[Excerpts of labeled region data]
☆ ☆ ☆ ☆ ☆

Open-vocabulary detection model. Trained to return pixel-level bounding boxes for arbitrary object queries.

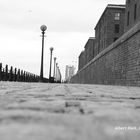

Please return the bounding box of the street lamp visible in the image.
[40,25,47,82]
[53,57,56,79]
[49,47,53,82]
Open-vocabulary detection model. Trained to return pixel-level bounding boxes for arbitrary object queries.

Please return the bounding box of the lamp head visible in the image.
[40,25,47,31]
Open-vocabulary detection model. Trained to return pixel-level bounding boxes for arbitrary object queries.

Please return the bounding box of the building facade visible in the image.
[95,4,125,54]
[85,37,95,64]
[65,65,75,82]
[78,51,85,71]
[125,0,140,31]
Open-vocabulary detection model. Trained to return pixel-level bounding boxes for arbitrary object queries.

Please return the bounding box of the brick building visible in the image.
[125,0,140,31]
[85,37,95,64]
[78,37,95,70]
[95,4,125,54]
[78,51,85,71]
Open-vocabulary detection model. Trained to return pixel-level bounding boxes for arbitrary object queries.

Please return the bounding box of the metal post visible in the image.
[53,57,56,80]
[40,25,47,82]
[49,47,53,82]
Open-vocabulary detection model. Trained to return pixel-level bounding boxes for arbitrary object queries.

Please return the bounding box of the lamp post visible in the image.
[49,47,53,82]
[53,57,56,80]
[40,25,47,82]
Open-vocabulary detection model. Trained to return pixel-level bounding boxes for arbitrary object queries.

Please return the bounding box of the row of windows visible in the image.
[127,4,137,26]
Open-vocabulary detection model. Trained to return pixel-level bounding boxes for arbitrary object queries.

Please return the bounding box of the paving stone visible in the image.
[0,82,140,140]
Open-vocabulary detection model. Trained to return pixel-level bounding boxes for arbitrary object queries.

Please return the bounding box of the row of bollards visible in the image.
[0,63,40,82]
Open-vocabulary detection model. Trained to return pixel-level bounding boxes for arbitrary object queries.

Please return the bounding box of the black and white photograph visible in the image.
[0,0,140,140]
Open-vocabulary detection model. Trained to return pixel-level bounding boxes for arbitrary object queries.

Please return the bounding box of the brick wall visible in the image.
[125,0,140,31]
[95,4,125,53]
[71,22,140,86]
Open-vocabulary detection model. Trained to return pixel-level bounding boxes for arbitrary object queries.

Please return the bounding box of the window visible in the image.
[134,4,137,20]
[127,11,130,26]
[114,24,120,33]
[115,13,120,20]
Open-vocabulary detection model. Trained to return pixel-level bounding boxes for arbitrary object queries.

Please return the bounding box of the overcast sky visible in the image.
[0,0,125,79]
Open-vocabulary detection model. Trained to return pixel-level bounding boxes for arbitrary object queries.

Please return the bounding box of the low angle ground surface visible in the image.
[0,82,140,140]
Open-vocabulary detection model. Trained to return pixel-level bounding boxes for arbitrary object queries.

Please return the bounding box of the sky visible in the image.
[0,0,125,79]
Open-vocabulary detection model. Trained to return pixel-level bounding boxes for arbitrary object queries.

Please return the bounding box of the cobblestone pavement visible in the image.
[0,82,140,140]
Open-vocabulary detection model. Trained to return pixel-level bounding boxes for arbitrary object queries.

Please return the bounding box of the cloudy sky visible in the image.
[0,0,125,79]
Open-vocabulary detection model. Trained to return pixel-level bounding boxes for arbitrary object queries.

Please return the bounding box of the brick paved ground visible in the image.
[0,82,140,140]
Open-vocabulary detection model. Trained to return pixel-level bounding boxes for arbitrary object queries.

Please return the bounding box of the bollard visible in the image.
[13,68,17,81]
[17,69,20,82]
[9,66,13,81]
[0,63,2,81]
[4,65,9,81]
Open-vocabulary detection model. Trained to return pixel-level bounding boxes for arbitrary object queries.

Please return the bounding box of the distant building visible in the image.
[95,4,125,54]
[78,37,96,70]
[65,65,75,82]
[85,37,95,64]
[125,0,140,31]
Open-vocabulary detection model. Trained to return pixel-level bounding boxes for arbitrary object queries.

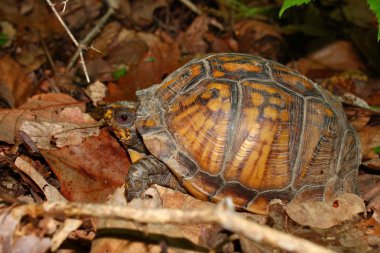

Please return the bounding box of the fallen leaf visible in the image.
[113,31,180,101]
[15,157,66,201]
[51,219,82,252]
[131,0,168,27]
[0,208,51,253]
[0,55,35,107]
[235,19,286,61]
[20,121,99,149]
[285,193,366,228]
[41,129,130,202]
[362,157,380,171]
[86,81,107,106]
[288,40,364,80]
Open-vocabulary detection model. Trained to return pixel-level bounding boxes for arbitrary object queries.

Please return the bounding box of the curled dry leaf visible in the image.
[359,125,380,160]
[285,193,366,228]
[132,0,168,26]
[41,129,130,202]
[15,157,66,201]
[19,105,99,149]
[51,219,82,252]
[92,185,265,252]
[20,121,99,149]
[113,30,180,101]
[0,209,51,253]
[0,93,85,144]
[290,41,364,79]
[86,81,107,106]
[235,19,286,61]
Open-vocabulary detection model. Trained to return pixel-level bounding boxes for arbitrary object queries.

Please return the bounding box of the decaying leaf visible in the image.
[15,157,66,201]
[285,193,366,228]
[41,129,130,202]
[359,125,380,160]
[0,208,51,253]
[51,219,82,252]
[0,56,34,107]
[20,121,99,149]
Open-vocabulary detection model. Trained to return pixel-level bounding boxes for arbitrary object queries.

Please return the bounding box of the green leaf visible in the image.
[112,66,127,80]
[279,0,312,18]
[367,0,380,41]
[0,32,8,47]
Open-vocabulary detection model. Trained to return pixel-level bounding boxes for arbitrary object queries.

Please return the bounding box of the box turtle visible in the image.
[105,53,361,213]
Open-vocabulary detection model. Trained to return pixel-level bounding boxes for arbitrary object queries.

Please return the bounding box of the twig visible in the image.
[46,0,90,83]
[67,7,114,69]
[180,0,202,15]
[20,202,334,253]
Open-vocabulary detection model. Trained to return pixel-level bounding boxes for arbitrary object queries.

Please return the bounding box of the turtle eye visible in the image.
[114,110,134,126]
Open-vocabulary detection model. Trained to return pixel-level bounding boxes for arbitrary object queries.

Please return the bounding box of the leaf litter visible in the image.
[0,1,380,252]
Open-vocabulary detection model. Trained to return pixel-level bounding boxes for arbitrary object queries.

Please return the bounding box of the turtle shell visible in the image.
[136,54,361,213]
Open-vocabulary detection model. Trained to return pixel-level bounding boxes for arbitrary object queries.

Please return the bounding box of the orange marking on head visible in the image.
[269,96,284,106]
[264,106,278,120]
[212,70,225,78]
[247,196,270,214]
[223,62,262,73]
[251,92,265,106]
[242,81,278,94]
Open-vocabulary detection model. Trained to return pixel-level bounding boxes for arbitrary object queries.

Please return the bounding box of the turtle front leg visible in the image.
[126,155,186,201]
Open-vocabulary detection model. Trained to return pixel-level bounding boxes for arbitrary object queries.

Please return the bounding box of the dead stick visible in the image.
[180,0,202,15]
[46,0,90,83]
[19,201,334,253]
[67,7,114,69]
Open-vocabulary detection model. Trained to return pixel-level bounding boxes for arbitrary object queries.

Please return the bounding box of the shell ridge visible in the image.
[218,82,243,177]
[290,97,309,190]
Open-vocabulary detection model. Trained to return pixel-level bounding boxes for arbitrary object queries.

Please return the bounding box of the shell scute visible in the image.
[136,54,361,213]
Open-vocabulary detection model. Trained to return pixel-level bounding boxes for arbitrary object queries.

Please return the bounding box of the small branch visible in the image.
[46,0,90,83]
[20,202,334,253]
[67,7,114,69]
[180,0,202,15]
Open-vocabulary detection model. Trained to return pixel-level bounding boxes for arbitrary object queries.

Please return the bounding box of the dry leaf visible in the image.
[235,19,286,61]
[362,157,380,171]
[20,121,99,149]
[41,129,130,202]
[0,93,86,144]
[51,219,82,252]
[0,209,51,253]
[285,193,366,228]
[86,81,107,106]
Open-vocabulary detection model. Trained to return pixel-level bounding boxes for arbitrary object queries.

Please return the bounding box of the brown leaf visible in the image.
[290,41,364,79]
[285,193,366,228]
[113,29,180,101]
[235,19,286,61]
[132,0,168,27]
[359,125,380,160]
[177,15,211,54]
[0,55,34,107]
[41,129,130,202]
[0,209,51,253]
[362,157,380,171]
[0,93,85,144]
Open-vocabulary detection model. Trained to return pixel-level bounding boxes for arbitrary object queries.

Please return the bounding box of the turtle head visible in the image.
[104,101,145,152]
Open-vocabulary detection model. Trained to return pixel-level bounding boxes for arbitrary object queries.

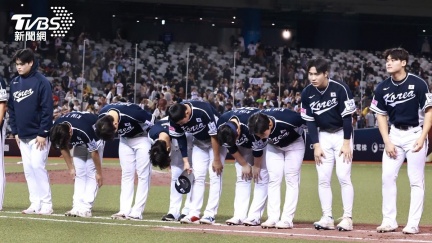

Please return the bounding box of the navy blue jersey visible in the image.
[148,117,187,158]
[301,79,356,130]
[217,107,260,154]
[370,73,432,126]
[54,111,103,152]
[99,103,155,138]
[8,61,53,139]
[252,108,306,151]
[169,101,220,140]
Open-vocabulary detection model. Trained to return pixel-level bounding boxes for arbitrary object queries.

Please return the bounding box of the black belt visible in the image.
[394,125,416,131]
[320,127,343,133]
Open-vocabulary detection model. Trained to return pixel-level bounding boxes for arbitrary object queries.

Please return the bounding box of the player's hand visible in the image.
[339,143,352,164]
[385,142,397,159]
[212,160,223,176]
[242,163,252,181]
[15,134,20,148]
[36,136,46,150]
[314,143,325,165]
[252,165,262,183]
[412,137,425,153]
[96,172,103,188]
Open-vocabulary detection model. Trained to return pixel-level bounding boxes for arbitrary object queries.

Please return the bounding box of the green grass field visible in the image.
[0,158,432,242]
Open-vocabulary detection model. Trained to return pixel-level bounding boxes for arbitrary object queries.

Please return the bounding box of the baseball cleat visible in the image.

☆ ☆ ☆ ☆ ☆

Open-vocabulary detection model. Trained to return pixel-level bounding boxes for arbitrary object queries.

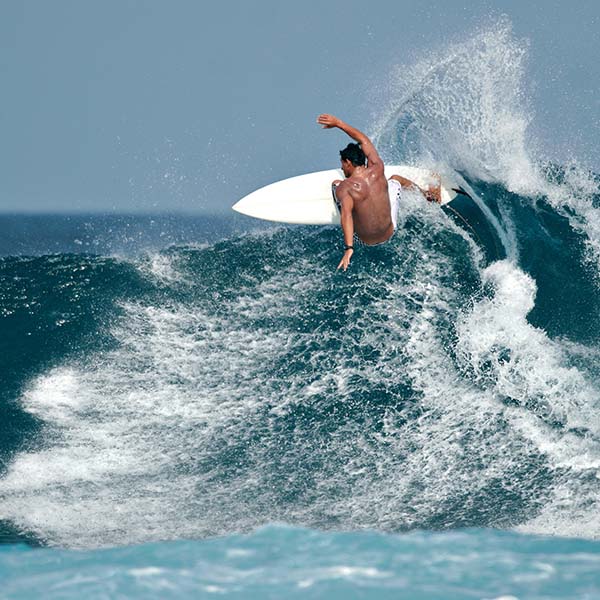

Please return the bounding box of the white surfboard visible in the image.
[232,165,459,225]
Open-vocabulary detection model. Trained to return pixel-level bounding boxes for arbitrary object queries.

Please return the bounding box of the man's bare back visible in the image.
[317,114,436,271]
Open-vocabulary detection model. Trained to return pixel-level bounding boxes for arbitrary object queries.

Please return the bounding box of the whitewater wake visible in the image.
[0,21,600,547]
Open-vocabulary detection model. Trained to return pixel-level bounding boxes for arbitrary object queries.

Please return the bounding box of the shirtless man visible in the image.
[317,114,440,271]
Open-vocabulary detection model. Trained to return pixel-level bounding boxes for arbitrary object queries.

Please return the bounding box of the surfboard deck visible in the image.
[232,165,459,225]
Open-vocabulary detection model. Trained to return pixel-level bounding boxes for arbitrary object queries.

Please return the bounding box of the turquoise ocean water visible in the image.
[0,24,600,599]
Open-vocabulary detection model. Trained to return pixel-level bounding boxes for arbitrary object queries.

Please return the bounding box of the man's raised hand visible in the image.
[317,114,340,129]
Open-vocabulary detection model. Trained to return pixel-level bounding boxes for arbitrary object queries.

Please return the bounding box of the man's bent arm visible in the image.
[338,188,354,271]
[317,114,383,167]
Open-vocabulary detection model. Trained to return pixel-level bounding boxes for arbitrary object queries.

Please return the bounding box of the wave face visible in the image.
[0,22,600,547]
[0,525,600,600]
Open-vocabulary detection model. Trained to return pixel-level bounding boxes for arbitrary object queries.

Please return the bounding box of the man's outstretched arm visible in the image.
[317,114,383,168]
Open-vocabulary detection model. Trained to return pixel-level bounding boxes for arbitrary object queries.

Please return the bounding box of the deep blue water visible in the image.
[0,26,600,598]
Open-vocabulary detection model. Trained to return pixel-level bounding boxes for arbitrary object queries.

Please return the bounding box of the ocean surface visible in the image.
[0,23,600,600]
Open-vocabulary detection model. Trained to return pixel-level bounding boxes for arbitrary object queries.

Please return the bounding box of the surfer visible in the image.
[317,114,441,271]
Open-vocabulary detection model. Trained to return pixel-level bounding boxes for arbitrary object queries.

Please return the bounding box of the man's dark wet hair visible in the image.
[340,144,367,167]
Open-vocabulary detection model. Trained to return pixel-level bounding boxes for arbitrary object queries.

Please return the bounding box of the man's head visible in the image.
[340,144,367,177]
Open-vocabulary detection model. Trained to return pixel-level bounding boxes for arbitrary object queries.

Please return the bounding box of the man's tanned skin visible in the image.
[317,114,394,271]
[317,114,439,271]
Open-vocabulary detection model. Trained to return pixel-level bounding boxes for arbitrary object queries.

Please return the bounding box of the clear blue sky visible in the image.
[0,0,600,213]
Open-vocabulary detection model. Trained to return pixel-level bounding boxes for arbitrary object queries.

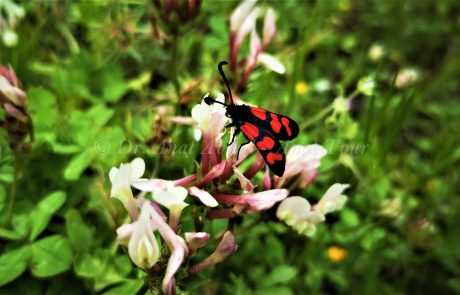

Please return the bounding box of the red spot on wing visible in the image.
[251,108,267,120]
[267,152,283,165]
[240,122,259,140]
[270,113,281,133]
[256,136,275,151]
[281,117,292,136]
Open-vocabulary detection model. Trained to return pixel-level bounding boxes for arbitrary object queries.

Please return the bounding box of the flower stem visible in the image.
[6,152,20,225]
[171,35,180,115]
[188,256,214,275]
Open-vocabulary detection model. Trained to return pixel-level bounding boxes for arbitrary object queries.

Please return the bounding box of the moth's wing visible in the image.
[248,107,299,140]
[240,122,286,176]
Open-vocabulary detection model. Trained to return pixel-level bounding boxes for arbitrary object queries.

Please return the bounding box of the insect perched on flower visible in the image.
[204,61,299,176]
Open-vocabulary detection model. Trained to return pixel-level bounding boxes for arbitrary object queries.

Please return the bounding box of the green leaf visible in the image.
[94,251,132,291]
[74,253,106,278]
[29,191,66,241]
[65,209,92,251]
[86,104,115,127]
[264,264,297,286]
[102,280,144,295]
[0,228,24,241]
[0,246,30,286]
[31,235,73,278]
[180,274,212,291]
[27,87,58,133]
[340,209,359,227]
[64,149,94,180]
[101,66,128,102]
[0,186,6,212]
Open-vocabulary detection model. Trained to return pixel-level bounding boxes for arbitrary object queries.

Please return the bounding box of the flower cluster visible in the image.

☆ ☆ ☆ ☆ ☆

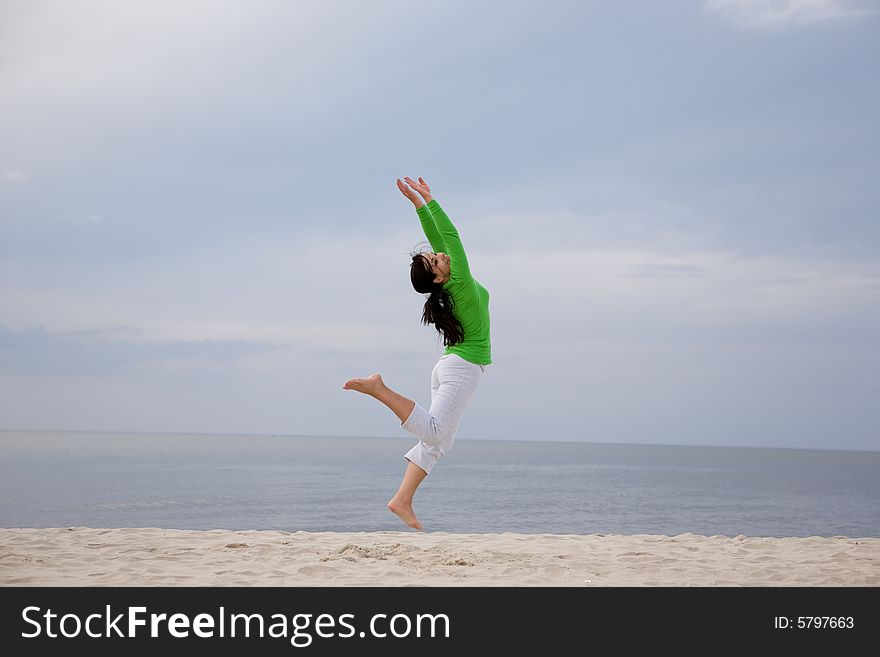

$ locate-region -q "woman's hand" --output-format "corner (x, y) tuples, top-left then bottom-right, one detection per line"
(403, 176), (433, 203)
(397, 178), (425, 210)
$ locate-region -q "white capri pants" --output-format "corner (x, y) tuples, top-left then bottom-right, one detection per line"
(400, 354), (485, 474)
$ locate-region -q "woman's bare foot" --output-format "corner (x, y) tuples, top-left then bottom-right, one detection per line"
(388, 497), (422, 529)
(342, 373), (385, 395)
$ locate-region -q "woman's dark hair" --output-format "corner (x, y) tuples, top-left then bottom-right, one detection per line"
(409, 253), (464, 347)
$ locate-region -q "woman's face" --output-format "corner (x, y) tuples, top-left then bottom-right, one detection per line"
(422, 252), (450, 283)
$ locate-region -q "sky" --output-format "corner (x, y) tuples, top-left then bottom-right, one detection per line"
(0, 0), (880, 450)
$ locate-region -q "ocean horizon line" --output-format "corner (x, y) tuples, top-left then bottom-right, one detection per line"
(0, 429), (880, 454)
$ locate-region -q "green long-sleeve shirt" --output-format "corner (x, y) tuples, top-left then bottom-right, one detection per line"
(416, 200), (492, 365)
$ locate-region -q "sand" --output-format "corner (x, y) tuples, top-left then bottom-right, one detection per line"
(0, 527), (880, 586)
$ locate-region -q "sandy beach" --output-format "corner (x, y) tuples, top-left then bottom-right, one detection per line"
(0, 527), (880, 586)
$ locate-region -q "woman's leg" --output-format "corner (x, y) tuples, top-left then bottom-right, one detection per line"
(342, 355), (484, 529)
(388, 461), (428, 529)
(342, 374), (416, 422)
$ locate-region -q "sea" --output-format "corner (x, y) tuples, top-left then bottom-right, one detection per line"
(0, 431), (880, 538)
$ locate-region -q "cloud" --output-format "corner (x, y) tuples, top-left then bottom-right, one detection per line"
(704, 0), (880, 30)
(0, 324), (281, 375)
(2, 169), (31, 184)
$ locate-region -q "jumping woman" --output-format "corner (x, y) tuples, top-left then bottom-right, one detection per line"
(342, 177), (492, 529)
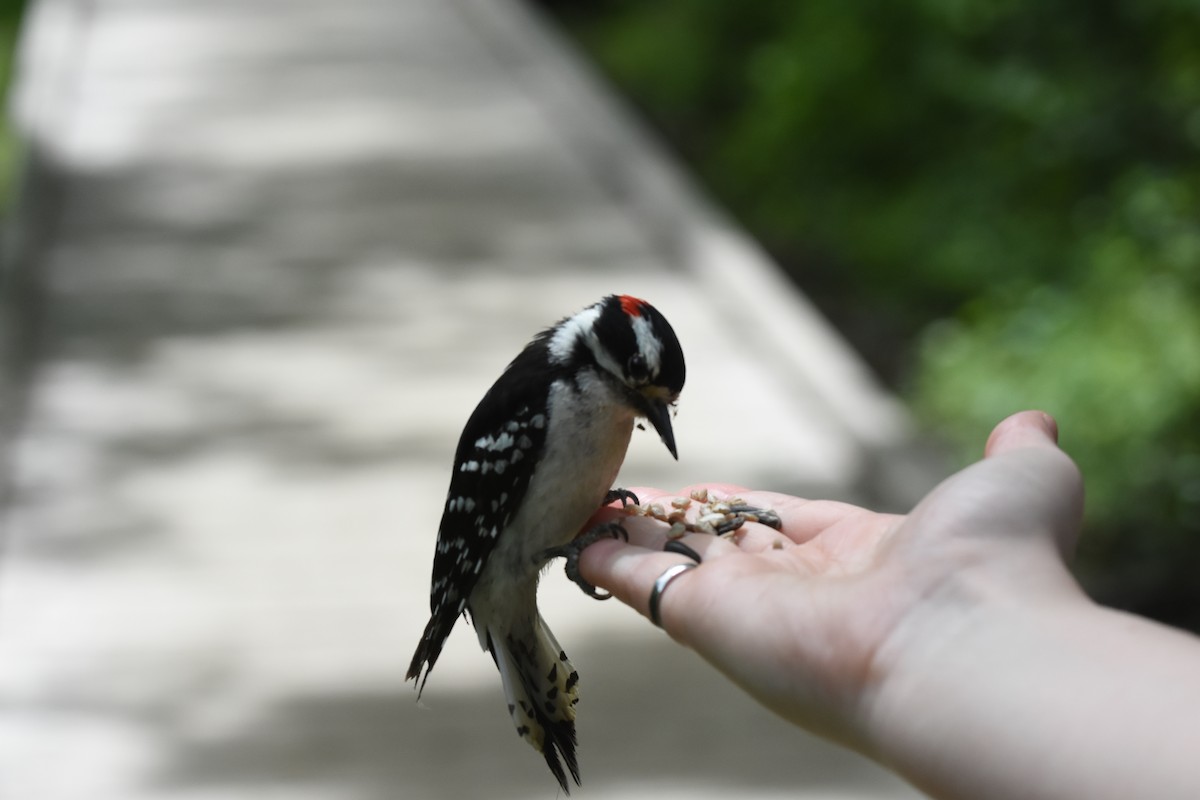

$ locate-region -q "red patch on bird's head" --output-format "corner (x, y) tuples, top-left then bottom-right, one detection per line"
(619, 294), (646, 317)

☆ ☆ ☆ ☆ ☆

- **THE EXERCISE**:
Collect every line in the records above that contains the string "leaf", with case counting.

- **REPLY TO THE EXERCISE**:
Please return the bounding box of the fallen leaf visible in the image.
Please return the bounding box of the curled dry leaf visible in the image.
Please return the bounding box of the decaying leaf visible in the image.
Please return the bounding box of the green leaf visible in the image.
Please return the bounding box of the leaf litter visible in the image.
Please return the bounding box of the dry leaf visible in the image.
Please return the bounding box of the brown leaf visible in the image.
Please return the bounding box of the green leaf visible in the image.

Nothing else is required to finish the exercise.